[Saved entries]
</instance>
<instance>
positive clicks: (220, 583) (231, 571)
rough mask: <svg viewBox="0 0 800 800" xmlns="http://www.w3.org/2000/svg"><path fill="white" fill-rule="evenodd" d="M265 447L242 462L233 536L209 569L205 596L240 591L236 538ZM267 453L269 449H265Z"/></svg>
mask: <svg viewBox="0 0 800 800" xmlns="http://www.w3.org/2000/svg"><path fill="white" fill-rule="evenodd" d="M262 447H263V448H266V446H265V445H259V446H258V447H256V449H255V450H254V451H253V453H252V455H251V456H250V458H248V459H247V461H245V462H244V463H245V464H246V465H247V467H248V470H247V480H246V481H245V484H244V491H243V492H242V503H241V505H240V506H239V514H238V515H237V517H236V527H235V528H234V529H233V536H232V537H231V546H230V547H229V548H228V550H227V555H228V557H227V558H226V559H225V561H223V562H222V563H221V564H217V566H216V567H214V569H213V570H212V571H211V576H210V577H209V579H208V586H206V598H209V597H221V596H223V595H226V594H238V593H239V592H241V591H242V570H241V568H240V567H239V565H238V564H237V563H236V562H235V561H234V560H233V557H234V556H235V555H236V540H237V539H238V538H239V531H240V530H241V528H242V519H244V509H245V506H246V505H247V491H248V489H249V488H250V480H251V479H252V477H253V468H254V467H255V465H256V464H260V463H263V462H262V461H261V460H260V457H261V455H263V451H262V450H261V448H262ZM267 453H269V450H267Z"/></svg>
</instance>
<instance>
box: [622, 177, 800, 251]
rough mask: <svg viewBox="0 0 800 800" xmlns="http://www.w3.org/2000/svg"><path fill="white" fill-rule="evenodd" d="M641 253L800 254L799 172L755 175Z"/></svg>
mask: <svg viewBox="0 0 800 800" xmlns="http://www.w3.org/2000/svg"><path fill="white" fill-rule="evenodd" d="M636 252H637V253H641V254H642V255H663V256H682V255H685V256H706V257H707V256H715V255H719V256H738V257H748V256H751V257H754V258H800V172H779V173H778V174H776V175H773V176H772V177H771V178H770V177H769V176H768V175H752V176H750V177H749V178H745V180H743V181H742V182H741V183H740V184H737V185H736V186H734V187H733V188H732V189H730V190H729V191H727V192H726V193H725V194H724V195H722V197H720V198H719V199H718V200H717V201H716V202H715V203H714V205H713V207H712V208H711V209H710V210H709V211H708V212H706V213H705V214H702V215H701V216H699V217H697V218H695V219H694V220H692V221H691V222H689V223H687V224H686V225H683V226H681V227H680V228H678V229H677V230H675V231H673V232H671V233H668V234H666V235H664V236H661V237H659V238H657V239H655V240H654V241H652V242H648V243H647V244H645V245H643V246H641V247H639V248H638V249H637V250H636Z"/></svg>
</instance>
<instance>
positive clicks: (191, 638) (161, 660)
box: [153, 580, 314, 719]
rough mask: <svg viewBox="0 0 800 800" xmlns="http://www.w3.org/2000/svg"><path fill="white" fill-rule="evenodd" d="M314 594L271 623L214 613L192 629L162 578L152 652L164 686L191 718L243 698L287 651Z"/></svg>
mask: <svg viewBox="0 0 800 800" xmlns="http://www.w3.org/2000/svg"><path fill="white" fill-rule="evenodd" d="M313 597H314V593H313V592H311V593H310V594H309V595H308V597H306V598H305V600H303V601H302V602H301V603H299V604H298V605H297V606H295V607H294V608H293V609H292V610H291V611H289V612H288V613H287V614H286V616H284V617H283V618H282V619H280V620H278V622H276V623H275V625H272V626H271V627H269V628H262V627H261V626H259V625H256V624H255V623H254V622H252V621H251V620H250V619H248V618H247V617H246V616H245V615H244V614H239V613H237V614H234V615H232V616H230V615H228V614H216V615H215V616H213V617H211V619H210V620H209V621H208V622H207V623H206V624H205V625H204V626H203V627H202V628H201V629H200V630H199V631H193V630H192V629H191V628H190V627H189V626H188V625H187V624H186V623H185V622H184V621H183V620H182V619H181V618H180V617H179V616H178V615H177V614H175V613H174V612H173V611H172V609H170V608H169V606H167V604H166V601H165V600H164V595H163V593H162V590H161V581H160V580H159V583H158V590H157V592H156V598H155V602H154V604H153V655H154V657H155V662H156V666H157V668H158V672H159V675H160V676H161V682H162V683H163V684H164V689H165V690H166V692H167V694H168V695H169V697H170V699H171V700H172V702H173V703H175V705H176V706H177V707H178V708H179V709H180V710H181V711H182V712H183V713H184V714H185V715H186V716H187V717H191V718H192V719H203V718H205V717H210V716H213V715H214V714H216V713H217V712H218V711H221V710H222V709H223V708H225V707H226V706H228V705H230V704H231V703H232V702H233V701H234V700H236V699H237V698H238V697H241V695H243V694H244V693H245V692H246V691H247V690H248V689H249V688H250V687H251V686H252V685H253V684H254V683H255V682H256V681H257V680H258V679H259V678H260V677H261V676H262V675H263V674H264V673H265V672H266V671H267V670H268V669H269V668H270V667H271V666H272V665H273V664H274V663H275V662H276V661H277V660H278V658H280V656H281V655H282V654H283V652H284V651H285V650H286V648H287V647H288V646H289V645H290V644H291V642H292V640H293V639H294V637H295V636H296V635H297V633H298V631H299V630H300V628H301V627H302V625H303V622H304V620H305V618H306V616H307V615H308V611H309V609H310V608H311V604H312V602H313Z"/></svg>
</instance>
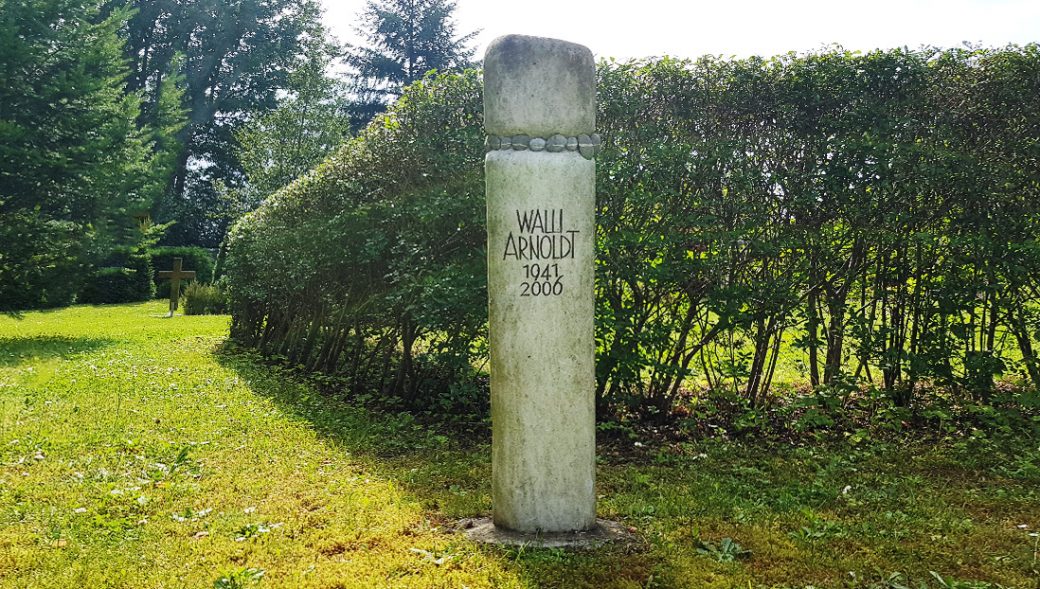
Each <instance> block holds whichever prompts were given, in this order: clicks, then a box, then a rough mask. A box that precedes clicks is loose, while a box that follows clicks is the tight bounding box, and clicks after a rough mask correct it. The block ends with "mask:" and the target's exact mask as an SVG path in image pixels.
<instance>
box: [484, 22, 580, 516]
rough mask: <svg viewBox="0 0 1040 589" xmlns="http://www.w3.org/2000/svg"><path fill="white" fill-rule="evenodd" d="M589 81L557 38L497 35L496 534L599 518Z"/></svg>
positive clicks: (490, 58) (496, 164) (496, 133)
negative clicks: (509, 148)
mask: <svg viewBox="0 0 1040 589" xmlns="http://www.w3.org/2000/svg"><path fill="white" fill-rule="evenodd" d="M595 81H596V79H595V66H594V63H593V60H592V53H591V52H589V50H588V49H586V48H583V47H580V46H577V45H574V44H571V43H566V42H562V41H555V40H546V39H537V37H527V36H514V35H511V36H506V37H501V39H499V40H496V41H495V42H494V43H492V46H491V47H490V48H489V49H488V54H487V56H486V58H485V116H486V127H487V131H488V133H490V134H500V135H509V136H510V138H509V139H505V138H503V139H502V144H503V146H504V144H505V143H506V142H508V143H510V144H511V145H512V148H513V149H512V150H510V151H505V150H498V151H491V152H489V153H488V154H487V156H486V158H485V169H486V179H487V189H488V298H489V315H490V339H491V341H490V344H491V396H492V399H491V412H492V427H493V440H492V463H493V464H492V479H493V480H492V500H493V508H494V528H495V529H497V530H499V531H512V532H519V533H527V534H543V533H568V532H576V531H586V530H592V529H593V528H594V527H595V526H596V491H595V475H596V457H595V453H596V443H595V440H596V427H595V426H596V422H595V417H596V416H595V399H594V395H595V384H596V383H595V367H594V357H595V339H594V333H593V310H594V284H593V283H594V263H595V187H596V186H595V183H596V164H595V162H594V161H593V160H591V159H590V158H589V155H587V152H589V150H591V149H593V145H592V139H591V137H590V136H589V133H592V132H593V131H594V127H595ZM569 135H574V136H571V137H570V138H565V137H568V136H569ZM576 135H582V136H583V140H581V142H579V140H578V138H576ZM531 136H534V137H537V138H536V139H534V140H532V139H530V137H531ZM544 137H549V140H548V142H546V140H545V139H544ZM572 144H573V145H572ZM579 144H581V147H580V149H581V153H575V152H576V151H577V150H579ZM531 147H534V148H535V149H534V150H532V151H527V150H528V148H531ZM543 148H544V150H543Z"/></svg>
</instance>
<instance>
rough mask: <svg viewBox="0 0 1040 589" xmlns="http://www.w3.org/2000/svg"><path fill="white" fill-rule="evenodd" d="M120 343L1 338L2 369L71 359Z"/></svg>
mask: <svg viewBox="0 0 1040 589" xmlns="http://www.w3.org/2000/svg"><path fill="white" fill-rule="evenodd" d="M115 343H118V341H116V340H114V339H107V338H99V337H69V336H62V335H34V336H29V337H3V336H0V367H14V366H19V365H21V364H25V363H28V362H35V361H40V360H50V359H53V358H66V359H68V358H71V357H73V356H76V355H79V354H85V353H88V352H94V351H96V350H100V349H102V348H107V347H109V345H112V344H115Z"/></svg>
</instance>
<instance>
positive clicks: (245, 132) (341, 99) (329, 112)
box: [218, 30, 350, 220]
mask: <svg viewBox="0 0 1040 589" xmlns="http://www.w3.org/2000/svg"><path fill="white" fill-rule="evenodd" d="M316 32H317V33H318V34H314V35H312V36H310V37H309V40H308V41H307V45H306V49H305V58H304V59H303V61H302V63H301V65H300V67H298V69H297V70H295V71H294V72H291V73H290V74H289V77H288V88H287V89H286V92H285V93H283V94H282V96H280V98H279V102H278V107H277V108H275V109H274V110H268V111H266V112H264V113H262V114H259V116H257V117H254V118H252V119H251V120H250V121H249V123H246V124H245V125H244V126H242V127H241V128H240V129H239V130H238V131H236V132H235V142H236V147H235V157H236V158H237V159H238V161H239V162H241V165H242V172H243V174H244V177H245V182H244V183H243V184H242V185H241V186H239V187H236V188H231V187H228V186H223V185H222V186H218V191H219V193H220V194H222V195H224V196H225V197H226V200H227V203H226V205H227V207H228V209H227V211H228V214H229V216H230V217H231V219H232V220H233V219H237V217H238V216H240V215H241V214H242V213H245V212H248V211H251V210H253V209H255V208H256V207H257V206H259V205H260V203H261V202H263V201H264V200H265V199H266V198H267V197H268V196H270V195H271V194H274V193H275V191H277V190H279V189H280V188H282V187H284V186H286V185H288V184H289V183H290V182H292V181H293V180H295V179H296V178H298V177H301V176H303V175H304V174H306V173H307V172H308V171H310V170H311V169H312V168H314V167H315V165H317V164H318V163H320V162H321V160H322V159H324V158H326V157H327V156H328V155H329V154H330V153H332V151H333V150H335V149H336V148H337V147H339V146H340V144H342V143H343V140H344V139H345V138H346V137H347V136H348V135H349V131H350V120H349V116H348V107H349V104H348V99H347V93H346V88H345V87H344V84H343V82H342V81H340V80H339V79H338V78H337V77H335V76H334V75H333V74H331V70H332V69H333V68H334V65H335V62H336V60H337V59H338V57H339V55H340V48H339V47H337V46H336V45H335V44H334V43H332V42H331V41H330V40H329V36H328V35H327V34H324V33H323V31H320V30H319V31H316Z"/></svg>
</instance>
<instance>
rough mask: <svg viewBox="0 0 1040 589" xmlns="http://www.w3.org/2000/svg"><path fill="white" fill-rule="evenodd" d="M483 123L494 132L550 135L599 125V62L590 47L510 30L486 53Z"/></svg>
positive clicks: (493, 132)
mask: <svg viewBox="0 0 1040 589" xmlns="http://www.w3.org/2000/svg"><path fill="white" fill-rule="evenodd" d="M484 92H485V97H484V104H485V106H484V126H485V128H486V129H487V131H488V133H490V134H493V135H517V134H521V133H525V134H529V135H541V136H544V137H547V136H549V135H552V134H553V133H561V134H564V135H579V134H581V133H591V132H593V131H594V130H595V129H596V66H595V61H594V59H593V56H592V52H591V51H589V49H588V48H587V47H583V46H581V45H577V44H574V43H568V42H566V41H560V40H555V39H544V37H539V36H526V35H518V34H511V35H505V36H500V37H498V39H496V40H495V41H493V42H491V45H490V46H489V47H488V51H487V53H486V54H485V58H484Z"/></svg>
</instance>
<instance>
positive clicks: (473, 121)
mask: <svg viewBox="0 0 1040 589" xmlns="http://www.w3.org/2000/svg"><path fill="white" fill-rule="evenodd" d="M598 75H599V86H598V124H597V126H598V128H599V130H600V131H601V132H602V134H603V136H604V142H605V144H604V152H603V154H602V156H601V157H599V158H597V162H596V169H597V176H598V178H597V208H598V210H597V221H598V228H597V250H598V252H597V282H596V296H597V308H596V337H597V345H598V348H597V364H596V365H597V391H596V393H597V402H598V407H599V410H600V414H601V415H606V414H616V413H619V412H620V413H626V412H635V413H641V414H644V415H658V416H660V415H665V414H666V413H667V412H668V411H669V410H670V409H671V407H672V405H673V404H674V403H675V402H676V400H678V399H681V398H683V396H687V395H690V394H693V393H695V392H696V390H697V389H698V388H701V387H704V388H707V389H709V390H711V391H713V392H714V393H717V394H725V395H727V396H728V398H730V399H732V400H733V401H734V402H739V403H745V404H749V405H759V404H762V403H768V402H769V401H770V395H771V391H772V390H773V387H772V386H771V385H772V382H773V381H774V380H775V379H776V375H777V373H778V372H779V369H781V368H778V365H782V364H784V363H786V365H787V366H788V367H789V368H788V369H794V368H790V367H792V366H801V368H798V369H800V370H801V372H802V373H803V376H804V378H805V380H807V381H808V382H809V383H810V384H811V385H812V386H814V387H823V388H828V389H830V390H832V391H838V392H840V393H841V394H851V393H852V392H853V391H855V390H856V389H857V388H859V387H860V386H873V387H877V388H878V389H880V390H882V391H884V393H885V394H887V395H889V396H890V399H891V400H892V401H893V402H895V403H899V404H901V405H908V404H910V403H912V402H913V399H914V395H915V394H916V393H917V391H919V390H920V389H921V387H924V386H929V387H932V386H938V387H942V388H943V389H944V390H947V391H950V393H951V394H953V395H954V396H955V398H959V399H965V398H966V399H971V400H981V401H988V400H990V399H991V395H992V394H993V393H994V391H995V386H994V382H995V380H996V379H997V378H999V377H1002V376H1007V377H1012V378H1017V379H1022V380H1028V381H1030V382H1032V383H1033V384H1037V383H1038V382H1040V362H1038V359H1037V356H1036V352H1035V351H1034V350H1035V347H1036V344H1037V340H1038V332H1040V312H1037V309H1040V183H1038V181H1037V178H1040V140H1038V137H1040V109H1038V108H1036V106H1035V102H1036V96H1040V48H1038V46H1036V45H1030V46H1028V47H1009V48H1006V49H990V50H962V49H955V50H945V51H937V50H933V49H922V50H918V51H907V50H890V51H877V52H872V53H866V54H859V53H849V52H839V51H832V52H825V53H818V54H808V55H794V54H790V55H784V56H779V57H776V58H772V59H760V58H749V59H722V58H713V57H705V58H702V59H698V60H694V61H686V60H676V59H668V58H666V59H657V60H650V61H632V62H613V61H612V62H603V63H601V65H600V66H599V74H598ZM479 81H480V80H479V75H478V74H477V73H474V72H470V73H467V74H465V75H446V76H441V77H436V78H430V79H425V80H423V81H421V82H419V83H417V84H415V85H413V86H411V87H410V88H408V91H407V92H406V94H405V96H404V97H401V99H400V100H399V101H398V102H397V103H396V104H395V105H394V106H393V107H392V108H391V110H390V112H389V113H388V114H387V116H386V117H385V118H383V119H379V120H376V121H374V122H373V123H372V124H371V125H369V127H368V128H366V129H365V130H364V132H363V133H362V134H361V135H360V136H359V137H357V138H356V139H355V140H353V142H350V143H349V144H347V145H346V146H344V148H343V149H341V150H340V151H339V153H337V154H336V155H335V156H333V157H332V158H330V159H329V160H328V161H326V162H324V163H323V164H322V165H320V167H319V168H318V169H317V170H316V171H314V172H313V173H312V174H311V175H309V176H308V177H306V178H304V179H302V180H300V181H297V182H296V183H294V184H293V185H291V186H289V187H288V188H287V189H285V190H283V191H281V193H280V194H278V195H276V196H275V197H272V198H271V199H269V201H268V202H266V203H265V204H264V205H263V206H262V207H260V209H258V210H257V211H255V212H254V213H252V214H250V215H248V216H245V217H244V219H242V220H241V221H240V222H239V223H238V224H236V225H235V227H234V228H233V230H232V232H231V234H230V236H229V241H228V244H229V251H228V256H227V278H228V279H229V283H230V297H231V309H232V315H233V319H232V334H233V336H234V337H235V338H236V339H238V340H239V341H241V342H242V343H243V344H245V345H251V347H255V348H257V349H259V350H260V351H262V352H263V353H265V354H269V355H272V356H283V357H285V358H287V359H288V360H289V361H290V362H292V363H293V364H297V365H304V366H306V367H307V368H309V369H314V370H321V372H324V373H329V374H334V375H340V376H342V377H345V378H346V379H347V381H348V383H349V384H348V386H349V387H352V388H353V389H355V390H358V391H366V392H372V391H375V392H378V393H381V394H384V395H386V396H388V398H396V399H402V400H405V401H406V402H409V403H413V404H415V405H417V406H422V407H427V408H430V407H438V408H443V407H446V406H449V405H451V404H452V403H463V404H465V403H471V402H473V400H474V399H476V398H477V396H479V395H480V394H483V392H480V390H479V386H480V383H483V381H482V380H480V378H479V375H478V374H477V372H478V370H479V369H480V368H482V367H484V366H486V365H487V364H486V355H487V338H486V333H485V331H486V325H485V324H486V321H487V295H486V284H485V277H486V265H485V263H486V262H485V229H484V214H485V204H484V182H483V156H484V147H483V138H484V133H483V130H482V128H480V121H482V96H480V92H482V88H480V83H479ZM783 355H787V357H786V358H780V357H781V356H783Z"/></svg>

TASK BRIEF — Return, word for word, every line from the top of the entries down to the line that holds "positive clicks: (220, 583) (231, 571)", both included.

EXERCISE OUTPUT —
</instance>
<instance>
positive clicks: (220, 583) (231, 571)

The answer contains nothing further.